▶ Request
Rewrite all of the material below, replacing "Indicate" with "Mark" wherever it occurs and leaving everything else as it is.
--- Exercise input ---
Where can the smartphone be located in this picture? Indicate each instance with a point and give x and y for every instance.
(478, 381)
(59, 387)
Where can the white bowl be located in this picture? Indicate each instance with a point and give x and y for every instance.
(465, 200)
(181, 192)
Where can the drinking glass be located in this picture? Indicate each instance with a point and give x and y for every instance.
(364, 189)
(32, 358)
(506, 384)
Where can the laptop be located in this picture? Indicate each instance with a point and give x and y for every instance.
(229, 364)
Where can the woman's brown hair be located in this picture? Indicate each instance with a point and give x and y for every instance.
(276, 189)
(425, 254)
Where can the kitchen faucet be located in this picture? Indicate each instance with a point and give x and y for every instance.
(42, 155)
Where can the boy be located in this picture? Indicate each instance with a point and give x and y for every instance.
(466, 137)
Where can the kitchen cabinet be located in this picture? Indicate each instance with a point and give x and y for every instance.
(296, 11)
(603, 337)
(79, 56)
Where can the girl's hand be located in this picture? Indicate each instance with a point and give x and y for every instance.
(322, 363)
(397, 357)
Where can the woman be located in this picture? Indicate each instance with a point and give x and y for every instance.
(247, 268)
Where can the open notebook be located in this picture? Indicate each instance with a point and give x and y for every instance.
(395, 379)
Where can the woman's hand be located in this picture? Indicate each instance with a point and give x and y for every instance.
---
▶ Exercise solution
Where can the smartphone be located in this picture? Mark each instance with a point and give x and y for every instance.
(478, 381)
(59, 387)
Where can the white bowl be located in this picture? Mark each instance with a point and give x and y for every instance.
(465, 200)
(181, 192)
Where can the drinking glass be located in this picture? Mark each instance with a point and give x and y for every instance.
(364, 189)
(32, 358)
(506, 384)
Where can the laptop be located in this picture? Mark each instance with a point and give x and y for every instance.
(229, 364)
Where can the woman's brown hair be located in this picture? Mark each instance with a point and give x and y for every instance.
(276, 189)
(425, 254)
Where can the kitchen faucet be located in this picture? Mark each instance with a point and give x and y for every instance.
(42, 155)
Where can the boy be located in this picture? Mark each instance with a point and give x and y for every instance.
(466, 137)
Where can the kitchen cabinet be located in this picture? Mark each instance with a point and give x and y for every instance.
(296, 11)
(603, 337)
(79, 56)
Where can the girl's hand be located in this picture? Mark each instance with a point and give x and y for every instance.
(322, 363)
(397, 357)
Where can the woman be located in this picture? Mark each instance with a point and give x and y for every instance.
(247, 268)
Where can the open notebook be located in this picture? Mark each instance with a point and give x and y for every instance.
(395, 379)
Where can the woman's hand be located in this picture? Mark each instance with a point and give x and y for every instance.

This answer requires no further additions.